Выполните задания:
**a)** Поясните по отрывку о Махди, с какими ожиданиями христиан сопоставляются чаяния шиитов, связанные с пришествием Махди, и какой статус отрывок называет для Махди главным.
**b)** Выпишите фрагмент из отрывка о Махди: начните с места, где стоят слова «Главным статусом Махди», и остановитесь после слов «шиитского религиозного сознания.».
**c)** Продолжите отрывок о Махди, начиная сразу после его последнего предложения.

Цитируемый отрывок:

12. Пророк сказал: «Бог мой, вот члены моей семьи. Мой брат (Али, двоюродный брат и зять Пророка) — это Эмир Правоверных. Его сыновья — цветы среди моих потомков. Моя дочь — госпожа женщин. Махди родится от них». Один из сахабов (товарищей Пророка, имеется в виду Джабир аль-Аскари) спросил его: «О, Пророк Аллаха, кто такой Махди?» Пророк ответил: «Будет девять Имамов, потомков Хусейна. Девятым будет Кайим. Он наполнит мир гармонией и справедливостью так же, как сейчас он полон тиранией и угнетением».

Главным статусом Махди является, согласно шиитским воззрениям, его статус эсхатологического избавителя человечества от социального и политического гнета. Мусульмане-шииты связывают с пришествием Махди те же чаяния, что и христиане связывают со вторым пришествием Иисуса Христа. Эсхатология Махди является центральной темой шиитского религиозного сознания.

Исходные данные:

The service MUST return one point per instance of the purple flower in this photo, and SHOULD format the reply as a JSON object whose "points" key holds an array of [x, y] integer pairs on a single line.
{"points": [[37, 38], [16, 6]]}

Ответы к заданиям:
**a)** Мусульмане-шииты связывают с пришествием Махди те же чаяния, что и христиане связывают со вторым пришествием Иисуса Христа. Главным статусом Махди, согласно шиитским воззрениям, является статус эсхатологического избавителя человечества от социального и политического гнета.

**b)**
Главным статусом Махди является, согласно шиитским воззрениям, его статус эсхатологического избавителя человечества от социального и политического гнета. Мусульмане-шииты связывают с пришествием Махди те же чаяния, что и христиане связывают со вторым пришествием Иисуса Христа. Эсхатология Махди является центральной темой шиитского религиозного сознания.

**c)**
Будущее пришествие Махди остается, согласно верованиям шиитов, самой большой тайной в истории человечества, и все же имамитская традиция дает нам представление о том, как оно должно свершиться. Разумеется, было бы неправильно понимать все эсхатологические предсказания буквально. К ним нужно относиться с большой осторожностью. Многие хадисы нуждаются в символическом толковании. Ниже с минимальными комментариями приводятся сведения, касающиеся будущего пришествия скрытого Имама.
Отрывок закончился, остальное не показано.